[Stored data entries]
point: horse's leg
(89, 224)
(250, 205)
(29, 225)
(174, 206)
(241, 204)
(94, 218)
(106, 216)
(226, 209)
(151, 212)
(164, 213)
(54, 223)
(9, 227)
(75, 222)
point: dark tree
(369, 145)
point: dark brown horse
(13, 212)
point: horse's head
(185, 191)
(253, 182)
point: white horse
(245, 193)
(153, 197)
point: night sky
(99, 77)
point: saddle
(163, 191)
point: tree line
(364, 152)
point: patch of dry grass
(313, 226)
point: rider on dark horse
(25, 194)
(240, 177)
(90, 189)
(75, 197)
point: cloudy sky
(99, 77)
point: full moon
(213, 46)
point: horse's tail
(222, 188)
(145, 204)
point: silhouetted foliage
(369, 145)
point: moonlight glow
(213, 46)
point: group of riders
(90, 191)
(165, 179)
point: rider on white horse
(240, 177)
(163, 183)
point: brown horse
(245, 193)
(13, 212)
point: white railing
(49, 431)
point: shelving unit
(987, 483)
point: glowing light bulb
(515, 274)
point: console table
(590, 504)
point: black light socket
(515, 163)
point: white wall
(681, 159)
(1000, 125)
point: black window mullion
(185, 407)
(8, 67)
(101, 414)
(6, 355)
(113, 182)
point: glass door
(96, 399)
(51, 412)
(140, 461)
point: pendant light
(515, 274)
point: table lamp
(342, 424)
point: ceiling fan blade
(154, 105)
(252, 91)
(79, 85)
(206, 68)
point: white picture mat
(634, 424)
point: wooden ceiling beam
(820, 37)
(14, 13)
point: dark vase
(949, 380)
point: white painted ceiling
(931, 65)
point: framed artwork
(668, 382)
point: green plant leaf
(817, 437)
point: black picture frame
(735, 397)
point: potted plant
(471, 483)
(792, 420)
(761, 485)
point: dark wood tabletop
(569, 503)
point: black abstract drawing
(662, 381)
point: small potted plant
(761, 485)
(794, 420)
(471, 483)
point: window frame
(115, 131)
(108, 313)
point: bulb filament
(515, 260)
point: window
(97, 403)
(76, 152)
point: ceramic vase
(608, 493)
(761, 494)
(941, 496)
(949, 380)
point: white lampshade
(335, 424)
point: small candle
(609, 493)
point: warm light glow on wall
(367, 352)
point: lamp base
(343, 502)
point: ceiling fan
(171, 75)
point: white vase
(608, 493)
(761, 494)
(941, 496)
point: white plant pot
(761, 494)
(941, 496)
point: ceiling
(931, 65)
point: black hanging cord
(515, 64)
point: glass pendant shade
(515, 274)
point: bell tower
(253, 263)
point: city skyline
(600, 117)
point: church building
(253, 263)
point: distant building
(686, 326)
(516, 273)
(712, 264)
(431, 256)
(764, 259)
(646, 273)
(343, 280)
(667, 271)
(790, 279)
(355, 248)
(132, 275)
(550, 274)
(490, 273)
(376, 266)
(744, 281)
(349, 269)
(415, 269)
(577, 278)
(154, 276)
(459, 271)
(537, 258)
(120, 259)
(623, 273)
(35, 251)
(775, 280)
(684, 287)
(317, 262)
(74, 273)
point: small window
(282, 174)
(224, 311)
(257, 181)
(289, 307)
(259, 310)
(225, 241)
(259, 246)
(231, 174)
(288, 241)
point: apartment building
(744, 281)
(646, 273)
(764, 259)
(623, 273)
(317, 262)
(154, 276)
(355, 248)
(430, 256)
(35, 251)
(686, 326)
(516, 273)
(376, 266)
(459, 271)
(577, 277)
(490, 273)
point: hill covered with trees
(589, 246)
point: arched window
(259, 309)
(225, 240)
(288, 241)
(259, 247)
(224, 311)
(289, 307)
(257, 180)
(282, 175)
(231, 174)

* Your objective *
In full and without change, transcribe every line of the records above.

* Completed exercise *
point: horse's leg
(89, 224)
(250, 205)
(29, 225)
(174, 206)
(241, 204)
(94, 218)
(106, 216)
(226, 209)
(151, 212)
(164, 213)
(54, 223)
(9, 227)
(75, 222)
point: dark tree
(369, 145)
point: dark brown horse
(13, 212)
point: horse's head
(185, 191)
(253, 182)
point: white horse
(245, 193)
(153, 197)
point: night sky
(99, 77)
point: saddle
(163, 191)
point: tree line
(364, 152)
point: patch of dry grass
(313, 226)
point: rider on dark horse
(25, 194)
(240, 177)
(90, 189)
(75, 197)
point: cloudy sky
(99, 77)
point: full moon
(213, 46)
point: horse's tail
(222, 188)
(145, 204)
point: silhouetted foliage
(369, 145)
point: moonlight glow
(213, 46)
point: group of riders
(90, 191)
(165, 179)
point: rider on white horse
(240, 177)
(163, 183)
point: brown horse
(245, 193)
(13, 212)
point: white railing
(49, 431)
point: shelving unit
(987, 483)
point: glowing light bulb
(515, 274)
point: console table
(590, 504)
point: black light socket
(515, 163)
point: white wall
(681, 159)
(1000, 125)
point: black window mullion
(185, 407)
(8, 67)
(101, 414)
(6, 355)
(113, 182)
point: glass door
(96, 399)
(51, 412)
(140, 461)
point: pendant light
(515, 274)
point: table lamp
(342, 424)
point: ceiling fan blade
(154, 105)
(252, 91)
(79, 85)
(206, 68)
point: white picture mat
(634, 424)
point: wooden ceiling beam
(820, 37)
(14, 13)
point: dark vase
(949, 380)
point: white painted ceiling
(931, 65)
point: framed artwork
(668, 382)
point: green plant leaf
(817, 437)
point: black picture frame
(735, 397)
point: potted plant
(471, 483)
(792, 420)
(761, 485)
point: dark wood tabletop
(569, 503)
point: black abstract drawing
(662, 381)
point: small potted plant
(761, 485)
(794, 420)
(471, 483)
point: window frame
(115, 131)
(108, 313)
point: bulb filament
(515, 260)
point: window
(97, 403)
(76, 152)
point: ceramic vase
(608, 493)
(761, 494)
(941, 496)
(949, 380)
point: white lampshade
(335, 424)
point: small candle
(609, 493)
point: warm light glow on wall
(367, 352)
point: lamp base
(343, 502)
point: ceiling fan
(171, 75)
point: white vase
(608, 493)
(761, 494)
(941, 496)
point: white plant pot
(761, 494)
(941, 496)
point: ceiling
(931, 65)
point: black hanging cord
(515, 64)
point: glass pendant shade
(515, 274)
point: bell tower
(253, 263)
point: city skyline
(600, 117)
point: church building
(253, 263)
point: distant building
(686, 326)
(516, 273)
(712, 264)
(431, 256)
(764, 259)
(646, 273)
(343, 280)
(667, 271)
(790, 279)
(355, 248)
(132, 275)
(550, 274)
(490, 273)
(376, 266)
(744, 281)
(349, 269)
(415, 269)
(577, 278)
(154, 276)
(459, 271)
(537, 258)
(120, 259)
(623, 273)
(35, 251)
(775, 280)
(684, 287)
(317, 262)
(74, 273)
point: small window
(282, 174)
(224, 311)
(257, 181)
(289, 307)
(259, 310)
(225, 241)
(259, 246)
(231, 174)
(288, 241)
point: apartment building
(744, 281)
(646, 273)
(764, 259)
(623, 273)
(317, 262)
(154, 276)
(355, 248)
(430, 256)
(35, 251)
(686, 326)
(516, 273)
(376, 266)
(459, 271)
(577, 277)
(490, 273)
point: hill covered with trees
(589, 246)
point: arched window
(259, 309)
(225, 240)
(288, 241)
(259, 247)
(224, 311)
(289, 307)
(257, 180)
(282, 175)
(231, 174)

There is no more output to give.